Exactly the lines from the one containing "shrub with a point." through the final line of the listing are to be retyped, and nothing more.

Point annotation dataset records

= = =

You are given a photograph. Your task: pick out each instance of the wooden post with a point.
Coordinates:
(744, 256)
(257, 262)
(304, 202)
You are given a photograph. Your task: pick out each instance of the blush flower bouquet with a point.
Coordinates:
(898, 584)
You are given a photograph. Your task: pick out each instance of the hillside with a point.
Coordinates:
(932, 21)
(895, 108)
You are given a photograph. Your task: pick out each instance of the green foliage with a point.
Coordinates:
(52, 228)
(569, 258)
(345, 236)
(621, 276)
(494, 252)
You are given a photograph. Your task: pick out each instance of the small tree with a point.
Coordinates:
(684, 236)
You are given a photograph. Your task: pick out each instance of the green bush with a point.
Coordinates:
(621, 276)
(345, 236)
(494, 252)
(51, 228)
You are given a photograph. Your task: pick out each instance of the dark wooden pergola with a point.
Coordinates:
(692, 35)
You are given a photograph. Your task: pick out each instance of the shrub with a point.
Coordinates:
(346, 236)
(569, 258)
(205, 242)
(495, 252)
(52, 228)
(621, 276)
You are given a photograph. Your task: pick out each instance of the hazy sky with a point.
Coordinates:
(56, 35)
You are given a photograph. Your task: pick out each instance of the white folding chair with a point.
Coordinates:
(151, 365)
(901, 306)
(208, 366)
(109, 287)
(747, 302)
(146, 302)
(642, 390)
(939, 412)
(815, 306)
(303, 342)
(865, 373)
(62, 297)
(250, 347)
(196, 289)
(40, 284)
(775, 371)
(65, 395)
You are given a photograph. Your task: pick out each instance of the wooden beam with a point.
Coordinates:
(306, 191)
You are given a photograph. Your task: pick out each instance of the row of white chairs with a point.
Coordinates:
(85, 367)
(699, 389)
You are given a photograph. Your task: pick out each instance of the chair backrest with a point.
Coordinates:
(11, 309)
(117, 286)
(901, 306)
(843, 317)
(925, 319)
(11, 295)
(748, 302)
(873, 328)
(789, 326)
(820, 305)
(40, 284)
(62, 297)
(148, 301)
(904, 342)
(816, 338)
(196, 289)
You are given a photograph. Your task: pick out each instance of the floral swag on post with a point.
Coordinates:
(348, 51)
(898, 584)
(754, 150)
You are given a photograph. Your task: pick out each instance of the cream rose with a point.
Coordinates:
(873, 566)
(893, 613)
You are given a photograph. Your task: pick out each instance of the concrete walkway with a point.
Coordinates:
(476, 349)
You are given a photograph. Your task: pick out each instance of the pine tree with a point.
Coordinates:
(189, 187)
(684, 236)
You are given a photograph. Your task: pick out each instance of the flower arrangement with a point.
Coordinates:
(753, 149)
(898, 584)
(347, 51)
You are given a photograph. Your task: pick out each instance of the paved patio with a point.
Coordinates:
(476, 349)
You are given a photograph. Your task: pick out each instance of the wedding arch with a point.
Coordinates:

= = =

-- RESULT OF THE TASK --
You are given a photograph. Your task: pick out each instance of the shrub with a point.
Coordinates:
(346, 236)
(569, 258)
(205, 242)
(495, 252)
(52, 228)
(621, 276)
You are given a photograph. Your task: pick out each instance of the hazy sky with a point.
Coordinates:
(56, 35)
You are given a photograph. Your task: pick out each instance of the white folding chair with a point.
Coordinates:
(151, 365)
(901, 306)
(208, 366)
(109, 287)
(747, 302)
(146, 302)
(642, 390)
(939, 412)
(815, 306)
(303, 342)
(865, 373)
(62, 297)
(250, 347)
(196, 289)
(40, 284)
(775, 371)
(65, 395)
You are given a photograph. Your task: pick out each instance of the wooden beam with a point.
Coordinates:
(306, 191)
You are given a photograph. Your task: pick out each instance of the row of white chairs with a point.
Coordinates:
(85, 367)
(699, 389)
You are given a photograph. Your task: pick out each instance of the chair backrest with a point.
Coordinates:
(11, 309)
(117, 286)
(901, 306)
(843, 317)
(925, 319)
(11, 295)
(748, 302)
(873, 328)
(789, 326)
(820, 305)
(40, 284)
(62, 297)
(148, 301)
(904, 342)
(816, 338)
(196, 289)
You are given a photograph. Your task: pick out each instance of the floral swag on post with a point.
Coordinates:
(348, 51)
(898, 584)
(754, 150)
You are given a photograph. Your task: pick out each instance of the cream rose with a point.
Coordinates:
(873, 566)
(893, 613)
You are given a photograph. Your task: pick out each instance of the concrete walkway with a point.
Coordinates:
(476, 349)
You are given a photograph. Your task: pick out each instance of the pine tree with a point.
Coordinates:
(189, 187)
(684, 236)
You are given a photograph. Your task: pick out each instance of the flower arrangement with a point.
Coordinates:
(753, 149)
(898, 584)
(347, 51)
You are given a photograph. Your task: pick out each instance of the paved patio with a point.
Coordinates:
(476, 349)
You are given a photograph. Your task: pick out each instance of the wedding arch with a point.
Coordinates:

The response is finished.